*Materials provided*:
----------

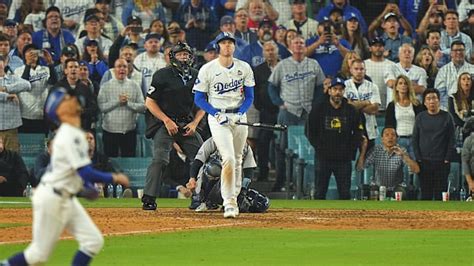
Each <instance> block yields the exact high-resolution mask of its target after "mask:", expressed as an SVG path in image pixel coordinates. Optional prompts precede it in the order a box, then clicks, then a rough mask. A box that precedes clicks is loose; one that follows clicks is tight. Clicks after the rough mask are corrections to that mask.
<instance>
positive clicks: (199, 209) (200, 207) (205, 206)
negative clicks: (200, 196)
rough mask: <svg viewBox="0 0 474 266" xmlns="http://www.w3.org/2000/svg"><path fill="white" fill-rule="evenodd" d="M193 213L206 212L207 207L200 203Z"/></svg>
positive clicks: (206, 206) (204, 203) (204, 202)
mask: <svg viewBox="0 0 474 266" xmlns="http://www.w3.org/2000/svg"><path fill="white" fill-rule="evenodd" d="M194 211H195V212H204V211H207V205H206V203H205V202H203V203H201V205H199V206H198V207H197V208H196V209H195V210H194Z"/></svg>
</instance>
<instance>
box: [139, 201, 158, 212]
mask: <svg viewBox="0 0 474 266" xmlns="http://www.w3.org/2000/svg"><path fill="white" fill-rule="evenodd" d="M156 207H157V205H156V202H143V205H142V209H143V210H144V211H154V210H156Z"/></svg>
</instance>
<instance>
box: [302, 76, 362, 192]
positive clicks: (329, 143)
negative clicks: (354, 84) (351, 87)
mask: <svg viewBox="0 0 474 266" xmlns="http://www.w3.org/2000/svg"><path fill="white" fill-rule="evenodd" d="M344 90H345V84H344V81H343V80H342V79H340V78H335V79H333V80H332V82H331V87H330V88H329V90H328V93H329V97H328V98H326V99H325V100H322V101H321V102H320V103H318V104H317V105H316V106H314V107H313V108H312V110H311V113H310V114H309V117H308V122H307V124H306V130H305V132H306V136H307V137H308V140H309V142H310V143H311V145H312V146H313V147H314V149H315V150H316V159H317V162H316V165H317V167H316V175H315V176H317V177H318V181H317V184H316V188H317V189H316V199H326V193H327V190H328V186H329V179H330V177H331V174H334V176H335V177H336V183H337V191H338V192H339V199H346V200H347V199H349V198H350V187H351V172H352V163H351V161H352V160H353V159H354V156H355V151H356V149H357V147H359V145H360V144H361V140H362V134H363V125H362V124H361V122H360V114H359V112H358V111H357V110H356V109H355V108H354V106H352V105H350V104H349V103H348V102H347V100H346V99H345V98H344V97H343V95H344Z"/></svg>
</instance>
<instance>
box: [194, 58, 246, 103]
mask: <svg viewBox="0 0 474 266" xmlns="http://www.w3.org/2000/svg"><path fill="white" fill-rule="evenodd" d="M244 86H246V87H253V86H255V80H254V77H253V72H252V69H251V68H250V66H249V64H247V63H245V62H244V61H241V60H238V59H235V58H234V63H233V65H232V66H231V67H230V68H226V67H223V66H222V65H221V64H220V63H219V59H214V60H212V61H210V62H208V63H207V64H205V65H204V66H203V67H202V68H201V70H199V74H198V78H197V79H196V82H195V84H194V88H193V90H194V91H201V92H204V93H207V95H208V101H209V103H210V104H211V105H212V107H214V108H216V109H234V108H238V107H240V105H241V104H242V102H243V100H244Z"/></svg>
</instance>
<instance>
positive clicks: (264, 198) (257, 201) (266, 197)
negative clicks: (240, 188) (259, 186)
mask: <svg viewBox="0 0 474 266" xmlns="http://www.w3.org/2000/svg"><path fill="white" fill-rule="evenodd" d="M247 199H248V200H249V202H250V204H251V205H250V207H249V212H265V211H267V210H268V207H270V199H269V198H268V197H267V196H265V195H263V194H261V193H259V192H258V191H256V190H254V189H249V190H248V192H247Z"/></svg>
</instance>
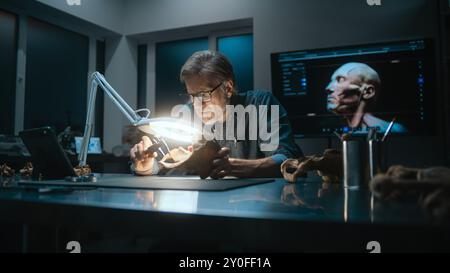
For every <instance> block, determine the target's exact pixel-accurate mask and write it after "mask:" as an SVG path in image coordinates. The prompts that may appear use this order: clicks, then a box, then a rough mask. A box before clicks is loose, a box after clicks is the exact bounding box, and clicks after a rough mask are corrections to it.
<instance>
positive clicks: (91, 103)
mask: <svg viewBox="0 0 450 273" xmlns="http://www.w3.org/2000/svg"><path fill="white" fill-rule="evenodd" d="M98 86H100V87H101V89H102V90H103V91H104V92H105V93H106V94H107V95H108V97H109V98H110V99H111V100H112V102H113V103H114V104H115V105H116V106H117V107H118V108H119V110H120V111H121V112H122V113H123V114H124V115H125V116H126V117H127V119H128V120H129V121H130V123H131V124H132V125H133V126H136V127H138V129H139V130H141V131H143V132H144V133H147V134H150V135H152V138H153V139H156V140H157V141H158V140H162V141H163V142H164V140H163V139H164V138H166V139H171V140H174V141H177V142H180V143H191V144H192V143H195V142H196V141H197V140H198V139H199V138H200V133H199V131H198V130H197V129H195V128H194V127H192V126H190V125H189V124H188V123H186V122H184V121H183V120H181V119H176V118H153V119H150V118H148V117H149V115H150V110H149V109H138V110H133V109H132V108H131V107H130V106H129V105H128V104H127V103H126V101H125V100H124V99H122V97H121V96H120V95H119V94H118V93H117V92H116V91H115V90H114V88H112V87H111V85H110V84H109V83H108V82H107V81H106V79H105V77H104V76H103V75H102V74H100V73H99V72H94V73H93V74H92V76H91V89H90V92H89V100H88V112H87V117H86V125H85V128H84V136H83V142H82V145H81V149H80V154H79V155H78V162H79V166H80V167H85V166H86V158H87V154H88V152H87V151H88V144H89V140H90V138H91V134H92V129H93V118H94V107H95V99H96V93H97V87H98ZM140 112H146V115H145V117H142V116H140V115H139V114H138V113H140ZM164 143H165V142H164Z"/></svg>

----------

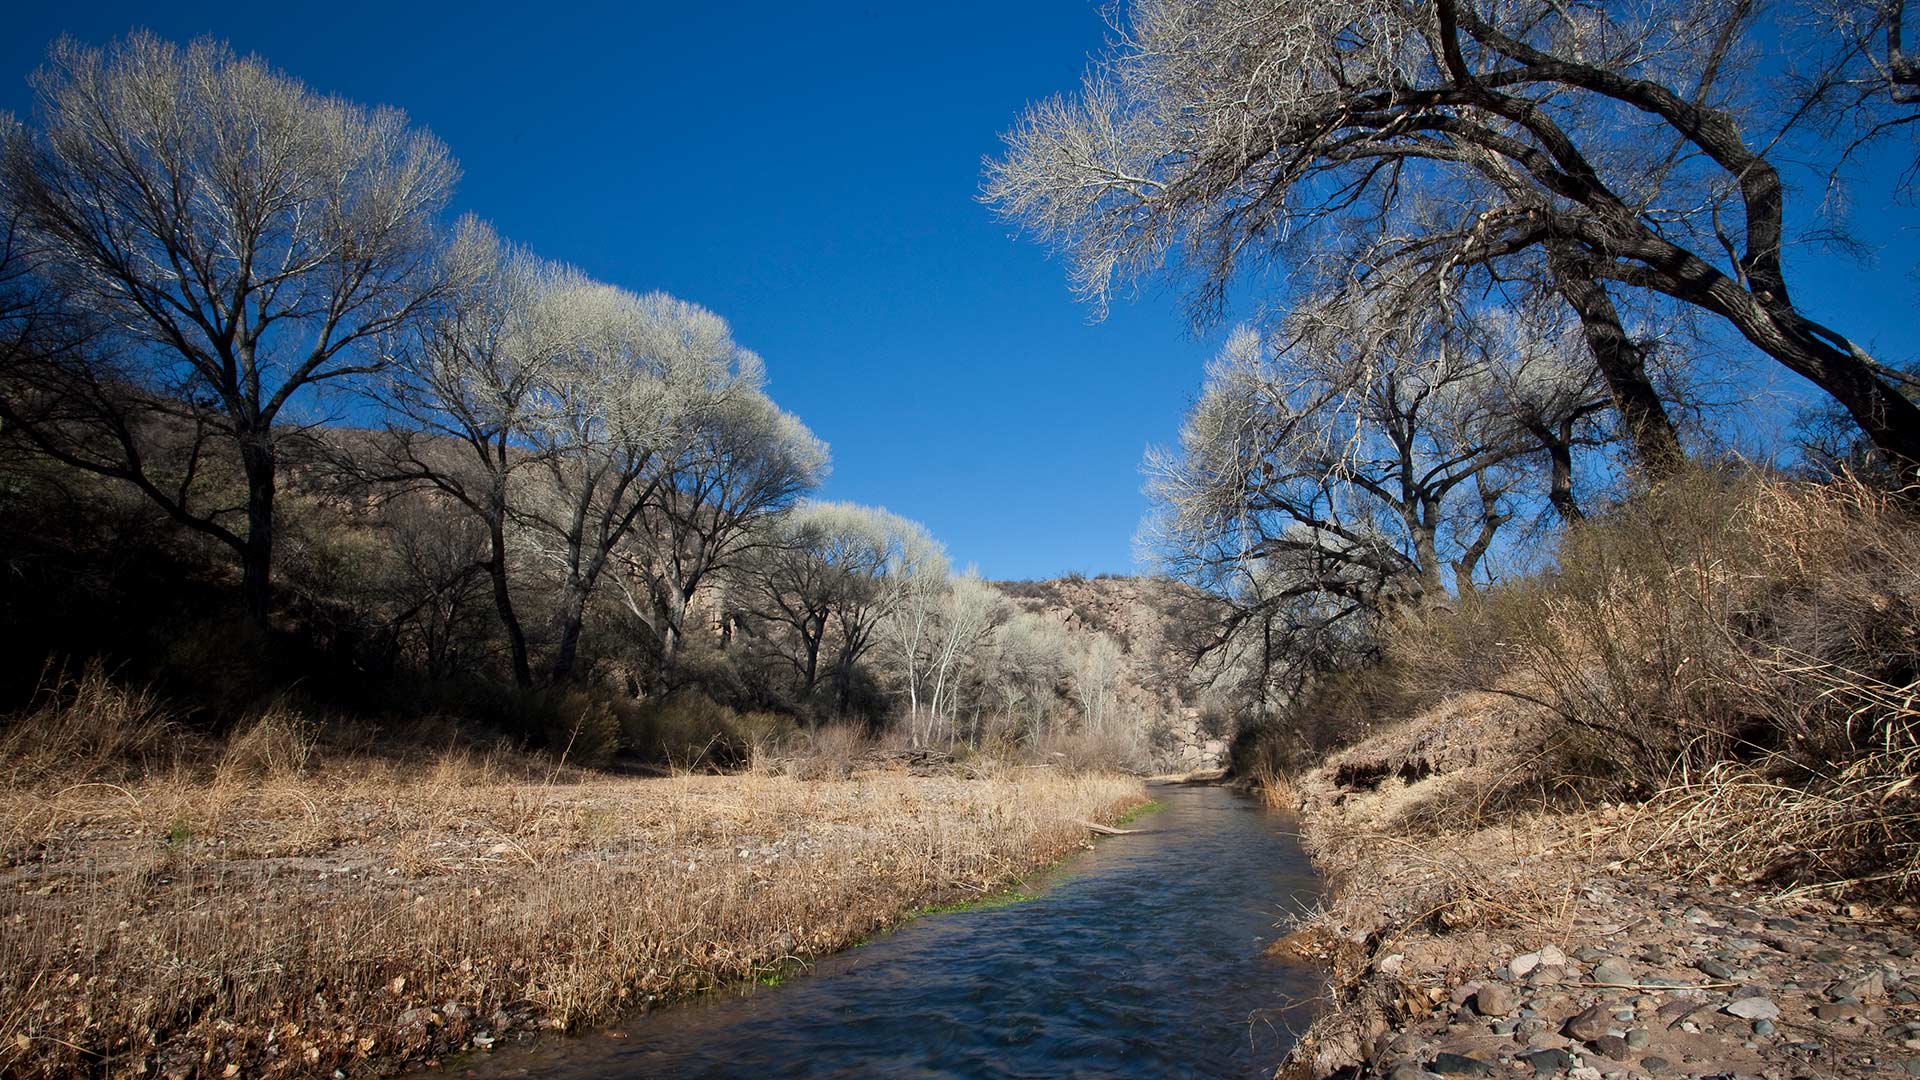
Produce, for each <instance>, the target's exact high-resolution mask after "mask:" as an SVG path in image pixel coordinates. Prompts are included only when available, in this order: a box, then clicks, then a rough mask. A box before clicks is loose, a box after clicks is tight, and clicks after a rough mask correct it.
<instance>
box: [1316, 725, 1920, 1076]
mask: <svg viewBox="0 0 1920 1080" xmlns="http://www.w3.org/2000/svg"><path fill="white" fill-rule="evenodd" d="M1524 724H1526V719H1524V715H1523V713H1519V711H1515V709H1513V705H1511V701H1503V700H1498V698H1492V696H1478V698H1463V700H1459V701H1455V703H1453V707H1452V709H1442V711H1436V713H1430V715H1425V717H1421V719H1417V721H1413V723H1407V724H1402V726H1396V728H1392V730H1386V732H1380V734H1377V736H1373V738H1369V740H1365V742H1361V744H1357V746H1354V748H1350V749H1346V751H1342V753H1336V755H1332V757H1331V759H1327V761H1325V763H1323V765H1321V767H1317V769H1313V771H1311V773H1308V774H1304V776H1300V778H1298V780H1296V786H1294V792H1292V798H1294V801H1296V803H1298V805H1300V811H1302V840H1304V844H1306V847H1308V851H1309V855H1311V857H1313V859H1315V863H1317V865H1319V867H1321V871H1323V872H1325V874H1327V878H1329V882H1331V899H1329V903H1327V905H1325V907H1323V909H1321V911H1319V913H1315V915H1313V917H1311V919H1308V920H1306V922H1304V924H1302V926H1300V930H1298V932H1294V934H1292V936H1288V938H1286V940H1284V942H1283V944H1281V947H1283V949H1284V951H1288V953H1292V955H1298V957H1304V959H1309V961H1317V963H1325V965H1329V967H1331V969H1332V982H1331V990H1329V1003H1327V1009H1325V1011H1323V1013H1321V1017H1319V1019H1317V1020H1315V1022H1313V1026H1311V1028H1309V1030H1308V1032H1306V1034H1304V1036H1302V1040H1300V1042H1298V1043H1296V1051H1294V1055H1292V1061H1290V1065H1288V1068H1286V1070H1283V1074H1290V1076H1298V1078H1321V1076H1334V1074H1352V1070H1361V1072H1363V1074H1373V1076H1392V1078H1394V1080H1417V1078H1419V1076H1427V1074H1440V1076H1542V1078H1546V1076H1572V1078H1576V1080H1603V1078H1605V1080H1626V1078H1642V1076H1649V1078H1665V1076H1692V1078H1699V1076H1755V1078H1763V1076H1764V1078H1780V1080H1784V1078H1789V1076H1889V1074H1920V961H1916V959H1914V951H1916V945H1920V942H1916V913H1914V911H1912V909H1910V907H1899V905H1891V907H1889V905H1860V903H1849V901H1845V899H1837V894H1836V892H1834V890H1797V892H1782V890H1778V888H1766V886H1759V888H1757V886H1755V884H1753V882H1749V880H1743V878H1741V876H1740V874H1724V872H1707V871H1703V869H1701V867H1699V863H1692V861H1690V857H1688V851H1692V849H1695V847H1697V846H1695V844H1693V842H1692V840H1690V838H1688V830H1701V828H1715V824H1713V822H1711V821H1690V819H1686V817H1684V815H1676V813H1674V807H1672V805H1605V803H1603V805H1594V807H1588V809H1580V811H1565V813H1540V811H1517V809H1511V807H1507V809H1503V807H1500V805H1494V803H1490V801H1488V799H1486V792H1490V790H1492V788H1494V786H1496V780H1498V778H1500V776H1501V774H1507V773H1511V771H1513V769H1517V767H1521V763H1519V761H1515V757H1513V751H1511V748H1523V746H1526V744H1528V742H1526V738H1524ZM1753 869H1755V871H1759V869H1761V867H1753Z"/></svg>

----------

*What is expected*:
Rewrite the part that opens with the line containing "Each <instance> block" and closes with the line containing "positive clicks: (206, 206)". Put "coarse mask" in place of "rough mask" and keep everything else the same.

*Answer box*:
Each <instance> block yields the exact high-resolution mask of its target after "mask:", expressed as an SVG path in image pixel coordinates. Optional prompts precede it in the order a box, then clicks, then a coarse mask. A box that precedes clicks is loose; one that follows clicks is tight. Clicks after the coarse mask are corrections to that mask.
<instance>
positive clicks: (199, 209) (200, 207) (205, 206)
negative clicks: (200, 196)
coarse mask: <svg viewBox="0 0 474 266" xmlns="http://www.w3.org/2000/svg"><path fill="white" fill-rule="evenodd" d="M193 213L206 212L207 207L200 203Z"/></svg>
positive clicks: (206, 206) (204, 203) (204, 202)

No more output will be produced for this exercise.